Task prompt. Nothing but the lines from the start of the entries through the line containing "Target: fluorescent light fixture" should appear in the answer, each given exactly.

Records to use.

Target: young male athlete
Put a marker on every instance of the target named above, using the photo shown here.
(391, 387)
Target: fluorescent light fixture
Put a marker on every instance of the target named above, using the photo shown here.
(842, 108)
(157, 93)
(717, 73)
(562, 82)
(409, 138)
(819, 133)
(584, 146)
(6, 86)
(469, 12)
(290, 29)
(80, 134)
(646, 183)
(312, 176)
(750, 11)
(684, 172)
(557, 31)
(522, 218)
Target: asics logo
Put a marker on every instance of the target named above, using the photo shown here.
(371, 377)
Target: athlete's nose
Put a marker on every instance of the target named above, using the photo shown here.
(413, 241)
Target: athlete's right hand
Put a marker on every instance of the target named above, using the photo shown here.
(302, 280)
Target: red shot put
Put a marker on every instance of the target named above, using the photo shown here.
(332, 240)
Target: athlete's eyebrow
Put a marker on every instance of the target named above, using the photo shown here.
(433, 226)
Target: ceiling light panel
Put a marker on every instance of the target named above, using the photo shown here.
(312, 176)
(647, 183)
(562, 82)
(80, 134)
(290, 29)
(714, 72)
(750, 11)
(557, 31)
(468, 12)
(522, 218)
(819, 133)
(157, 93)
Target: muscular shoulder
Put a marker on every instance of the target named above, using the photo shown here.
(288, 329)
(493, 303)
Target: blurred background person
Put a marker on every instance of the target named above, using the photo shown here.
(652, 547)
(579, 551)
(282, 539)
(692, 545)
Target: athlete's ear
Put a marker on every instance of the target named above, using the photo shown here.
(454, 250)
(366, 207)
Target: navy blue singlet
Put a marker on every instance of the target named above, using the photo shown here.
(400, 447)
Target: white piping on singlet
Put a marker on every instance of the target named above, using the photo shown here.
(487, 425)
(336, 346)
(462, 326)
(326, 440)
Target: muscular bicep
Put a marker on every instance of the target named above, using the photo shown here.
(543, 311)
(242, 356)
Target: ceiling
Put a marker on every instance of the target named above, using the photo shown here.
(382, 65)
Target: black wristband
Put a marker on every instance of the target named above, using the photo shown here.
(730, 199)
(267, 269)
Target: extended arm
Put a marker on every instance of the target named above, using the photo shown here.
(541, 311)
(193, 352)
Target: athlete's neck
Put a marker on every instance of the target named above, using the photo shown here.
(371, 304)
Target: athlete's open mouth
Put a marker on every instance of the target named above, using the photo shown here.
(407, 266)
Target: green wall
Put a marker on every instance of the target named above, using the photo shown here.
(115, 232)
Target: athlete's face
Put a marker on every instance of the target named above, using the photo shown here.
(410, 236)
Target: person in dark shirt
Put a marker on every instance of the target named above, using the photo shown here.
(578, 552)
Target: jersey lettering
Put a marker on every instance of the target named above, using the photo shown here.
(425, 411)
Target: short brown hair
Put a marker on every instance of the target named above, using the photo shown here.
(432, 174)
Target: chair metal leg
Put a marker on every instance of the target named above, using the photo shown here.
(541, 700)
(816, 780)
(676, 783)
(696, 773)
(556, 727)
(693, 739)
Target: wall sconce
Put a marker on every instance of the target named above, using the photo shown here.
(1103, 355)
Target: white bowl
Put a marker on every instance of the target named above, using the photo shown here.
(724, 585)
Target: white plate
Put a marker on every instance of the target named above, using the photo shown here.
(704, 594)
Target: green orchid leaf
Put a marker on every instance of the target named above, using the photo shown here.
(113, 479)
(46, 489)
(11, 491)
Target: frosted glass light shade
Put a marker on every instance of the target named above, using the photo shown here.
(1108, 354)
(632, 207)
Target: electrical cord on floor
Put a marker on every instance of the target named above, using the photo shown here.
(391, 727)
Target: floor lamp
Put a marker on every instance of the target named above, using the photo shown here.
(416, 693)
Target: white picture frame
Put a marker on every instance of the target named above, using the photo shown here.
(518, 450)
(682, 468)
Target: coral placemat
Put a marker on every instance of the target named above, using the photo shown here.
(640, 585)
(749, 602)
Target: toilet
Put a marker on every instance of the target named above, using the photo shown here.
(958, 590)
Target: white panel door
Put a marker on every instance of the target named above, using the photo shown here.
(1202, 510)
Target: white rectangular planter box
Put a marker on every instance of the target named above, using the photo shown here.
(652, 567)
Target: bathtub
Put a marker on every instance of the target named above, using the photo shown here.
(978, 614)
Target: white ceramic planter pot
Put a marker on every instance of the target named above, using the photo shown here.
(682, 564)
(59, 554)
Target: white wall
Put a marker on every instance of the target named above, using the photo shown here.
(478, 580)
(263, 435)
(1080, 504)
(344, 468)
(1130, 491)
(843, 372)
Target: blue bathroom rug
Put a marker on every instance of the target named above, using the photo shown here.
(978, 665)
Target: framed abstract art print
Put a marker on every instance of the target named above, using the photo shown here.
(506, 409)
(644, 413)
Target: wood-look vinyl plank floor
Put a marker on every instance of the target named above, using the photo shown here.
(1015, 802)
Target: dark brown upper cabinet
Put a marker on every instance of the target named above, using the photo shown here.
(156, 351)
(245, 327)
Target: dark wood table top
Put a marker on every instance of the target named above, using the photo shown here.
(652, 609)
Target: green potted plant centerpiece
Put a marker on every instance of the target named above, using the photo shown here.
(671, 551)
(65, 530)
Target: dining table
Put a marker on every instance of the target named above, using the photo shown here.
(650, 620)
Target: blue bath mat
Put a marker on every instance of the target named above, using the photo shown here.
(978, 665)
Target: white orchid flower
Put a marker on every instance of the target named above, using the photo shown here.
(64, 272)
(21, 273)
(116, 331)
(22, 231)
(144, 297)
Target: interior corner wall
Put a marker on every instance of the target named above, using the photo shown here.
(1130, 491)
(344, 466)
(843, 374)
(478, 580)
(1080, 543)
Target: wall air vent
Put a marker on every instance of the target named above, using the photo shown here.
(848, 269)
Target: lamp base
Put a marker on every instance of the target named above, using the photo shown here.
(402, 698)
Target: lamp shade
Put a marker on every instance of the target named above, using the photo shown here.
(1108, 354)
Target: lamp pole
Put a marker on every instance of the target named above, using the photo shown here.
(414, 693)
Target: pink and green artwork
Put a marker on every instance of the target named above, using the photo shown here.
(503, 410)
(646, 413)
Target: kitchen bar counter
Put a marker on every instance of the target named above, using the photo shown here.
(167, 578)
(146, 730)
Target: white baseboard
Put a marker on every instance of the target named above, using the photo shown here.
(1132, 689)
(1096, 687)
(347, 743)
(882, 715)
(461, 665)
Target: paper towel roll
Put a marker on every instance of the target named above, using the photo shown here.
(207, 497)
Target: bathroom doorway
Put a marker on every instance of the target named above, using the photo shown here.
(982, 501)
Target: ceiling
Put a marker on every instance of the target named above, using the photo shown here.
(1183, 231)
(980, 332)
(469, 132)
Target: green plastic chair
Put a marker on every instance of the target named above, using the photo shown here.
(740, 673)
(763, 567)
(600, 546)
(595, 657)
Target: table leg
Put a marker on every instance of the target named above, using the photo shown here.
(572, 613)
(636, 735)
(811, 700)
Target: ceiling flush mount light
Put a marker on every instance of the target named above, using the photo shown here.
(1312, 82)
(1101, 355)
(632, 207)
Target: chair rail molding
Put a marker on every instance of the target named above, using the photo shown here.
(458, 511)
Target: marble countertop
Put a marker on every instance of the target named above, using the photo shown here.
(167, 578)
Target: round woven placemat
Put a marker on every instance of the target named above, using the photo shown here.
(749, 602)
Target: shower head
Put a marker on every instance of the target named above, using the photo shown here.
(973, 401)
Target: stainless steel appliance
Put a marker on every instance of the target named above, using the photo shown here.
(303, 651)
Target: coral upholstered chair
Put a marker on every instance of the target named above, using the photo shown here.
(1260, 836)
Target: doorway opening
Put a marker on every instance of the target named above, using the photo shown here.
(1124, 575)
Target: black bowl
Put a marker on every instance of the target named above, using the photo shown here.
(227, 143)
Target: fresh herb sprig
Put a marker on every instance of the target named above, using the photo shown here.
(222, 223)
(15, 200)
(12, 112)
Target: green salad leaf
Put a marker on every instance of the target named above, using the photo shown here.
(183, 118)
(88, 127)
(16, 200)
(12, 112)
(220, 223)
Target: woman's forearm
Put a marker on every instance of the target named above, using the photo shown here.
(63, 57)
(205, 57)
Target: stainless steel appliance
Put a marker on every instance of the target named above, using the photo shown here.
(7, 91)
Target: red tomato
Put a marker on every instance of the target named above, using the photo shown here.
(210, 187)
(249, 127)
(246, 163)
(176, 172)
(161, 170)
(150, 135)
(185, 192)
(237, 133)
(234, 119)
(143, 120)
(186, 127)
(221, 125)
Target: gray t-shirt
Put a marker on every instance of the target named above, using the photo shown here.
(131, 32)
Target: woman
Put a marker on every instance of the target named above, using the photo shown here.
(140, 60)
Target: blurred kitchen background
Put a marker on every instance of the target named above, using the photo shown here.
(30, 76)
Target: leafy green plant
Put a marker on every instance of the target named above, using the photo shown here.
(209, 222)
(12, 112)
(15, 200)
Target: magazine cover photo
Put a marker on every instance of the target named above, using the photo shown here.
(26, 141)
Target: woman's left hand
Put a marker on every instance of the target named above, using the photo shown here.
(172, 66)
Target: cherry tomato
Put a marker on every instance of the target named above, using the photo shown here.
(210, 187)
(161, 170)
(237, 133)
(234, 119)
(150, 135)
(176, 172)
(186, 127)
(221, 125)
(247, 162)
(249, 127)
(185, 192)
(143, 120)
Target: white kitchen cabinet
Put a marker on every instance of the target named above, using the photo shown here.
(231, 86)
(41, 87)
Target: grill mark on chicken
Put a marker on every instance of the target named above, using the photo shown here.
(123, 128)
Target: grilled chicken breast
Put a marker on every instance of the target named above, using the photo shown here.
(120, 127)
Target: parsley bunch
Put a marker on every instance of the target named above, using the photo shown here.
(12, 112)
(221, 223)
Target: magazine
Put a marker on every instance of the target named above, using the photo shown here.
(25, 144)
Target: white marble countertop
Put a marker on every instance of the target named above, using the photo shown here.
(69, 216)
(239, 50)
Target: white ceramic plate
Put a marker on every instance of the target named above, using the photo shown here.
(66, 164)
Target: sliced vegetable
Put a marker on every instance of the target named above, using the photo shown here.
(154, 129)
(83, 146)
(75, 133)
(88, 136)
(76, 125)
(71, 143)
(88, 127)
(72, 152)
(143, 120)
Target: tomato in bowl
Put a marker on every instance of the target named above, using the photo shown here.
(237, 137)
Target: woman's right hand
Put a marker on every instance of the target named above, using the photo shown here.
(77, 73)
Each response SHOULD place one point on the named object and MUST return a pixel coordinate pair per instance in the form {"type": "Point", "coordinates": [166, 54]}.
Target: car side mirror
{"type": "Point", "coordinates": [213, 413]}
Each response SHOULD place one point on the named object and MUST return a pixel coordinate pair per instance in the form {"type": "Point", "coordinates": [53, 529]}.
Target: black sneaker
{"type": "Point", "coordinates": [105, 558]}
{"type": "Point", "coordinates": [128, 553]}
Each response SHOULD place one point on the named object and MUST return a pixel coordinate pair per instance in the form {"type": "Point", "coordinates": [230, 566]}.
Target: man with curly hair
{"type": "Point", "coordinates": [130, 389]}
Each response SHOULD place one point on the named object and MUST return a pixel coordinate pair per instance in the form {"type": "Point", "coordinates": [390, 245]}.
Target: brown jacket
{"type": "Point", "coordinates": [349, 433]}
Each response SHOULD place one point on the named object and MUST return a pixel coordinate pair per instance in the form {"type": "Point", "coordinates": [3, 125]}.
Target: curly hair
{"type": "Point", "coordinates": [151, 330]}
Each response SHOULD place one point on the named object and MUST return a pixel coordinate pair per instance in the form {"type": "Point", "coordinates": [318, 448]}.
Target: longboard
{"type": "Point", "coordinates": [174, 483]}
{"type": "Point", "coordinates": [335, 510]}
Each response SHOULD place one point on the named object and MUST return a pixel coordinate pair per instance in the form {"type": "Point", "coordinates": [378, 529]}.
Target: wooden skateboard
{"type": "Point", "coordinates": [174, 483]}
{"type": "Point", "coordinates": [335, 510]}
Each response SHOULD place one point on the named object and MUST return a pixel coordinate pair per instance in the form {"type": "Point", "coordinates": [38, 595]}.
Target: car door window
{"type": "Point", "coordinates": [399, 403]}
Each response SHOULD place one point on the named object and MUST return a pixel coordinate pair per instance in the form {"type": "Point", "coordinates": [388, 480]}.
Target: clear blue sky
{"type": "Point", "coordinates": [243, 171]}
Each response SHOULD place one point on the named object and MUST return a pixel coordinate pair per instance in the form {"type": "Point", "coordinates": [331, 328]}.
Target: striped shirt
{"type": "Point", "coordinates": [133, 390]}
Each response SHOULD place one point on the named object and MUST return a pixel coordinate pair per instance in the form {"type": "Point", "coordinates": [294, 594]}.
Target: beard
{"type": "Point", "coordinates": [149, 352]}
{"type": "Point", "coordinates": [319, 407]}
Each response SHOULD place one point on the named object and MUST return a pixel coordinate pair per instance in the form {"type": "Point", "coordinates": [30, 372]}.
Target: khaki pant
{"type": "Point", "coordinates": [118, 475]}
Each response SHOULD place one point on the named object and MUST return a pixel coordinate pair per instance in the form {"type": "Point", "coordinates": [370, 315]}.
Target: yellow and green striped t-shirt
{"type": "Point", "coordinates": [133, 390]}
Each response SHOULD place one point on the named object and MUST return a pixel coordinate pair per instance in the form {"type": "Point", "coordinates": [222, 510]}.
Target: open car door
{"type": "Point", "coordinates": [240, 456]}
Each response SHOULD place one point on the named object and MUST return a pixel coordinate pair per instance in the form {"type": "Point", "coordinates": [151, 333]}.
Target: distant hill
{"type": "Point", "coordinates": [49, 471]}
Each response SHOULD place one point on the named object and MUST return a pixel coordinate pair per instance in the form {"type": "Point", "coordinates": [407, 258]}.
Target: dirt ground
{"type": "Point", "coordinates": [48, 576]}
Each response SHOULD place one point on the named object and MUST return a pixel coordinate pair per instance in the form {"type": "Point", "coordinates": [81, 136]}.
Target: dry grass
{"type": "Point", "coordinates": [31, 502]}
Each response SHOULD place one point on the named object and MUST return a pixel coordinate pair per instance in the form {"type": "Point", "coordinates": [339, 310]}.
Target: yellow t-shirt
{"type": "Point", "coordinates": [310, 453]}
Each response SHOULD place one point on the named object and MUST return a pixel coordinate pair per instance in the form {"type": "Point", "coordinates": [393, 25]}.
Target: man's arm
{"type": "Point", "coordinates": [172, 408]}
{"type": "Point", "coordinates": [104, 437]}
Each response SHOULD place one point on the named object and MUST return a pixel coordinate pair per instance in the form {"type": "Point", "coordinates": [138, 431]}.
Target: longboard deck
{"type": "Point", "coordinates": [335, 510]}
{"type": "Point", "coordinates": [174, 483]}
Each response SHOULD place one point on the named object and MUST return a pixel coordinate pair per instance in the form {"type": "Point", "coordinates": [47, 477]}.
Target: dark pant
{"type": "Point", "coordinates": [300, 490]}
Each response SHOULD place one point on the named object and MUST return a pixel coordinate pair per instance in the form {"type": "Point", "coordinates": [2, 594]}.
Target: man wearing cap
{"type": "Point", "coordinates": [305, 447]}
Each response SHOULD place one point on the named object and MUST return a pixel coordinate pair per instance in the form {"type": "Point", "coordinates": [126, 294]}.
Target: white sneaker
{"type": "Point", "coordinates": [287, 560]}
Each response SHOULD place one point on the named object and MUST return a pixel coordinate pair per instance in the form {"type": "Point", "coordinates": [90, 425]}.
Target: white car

Solution to the exercise.
Target: young male athlete
Put a marker on every instance of the target named above, using the photo shown here.
(391, 387)
Target: fluorescent light fixture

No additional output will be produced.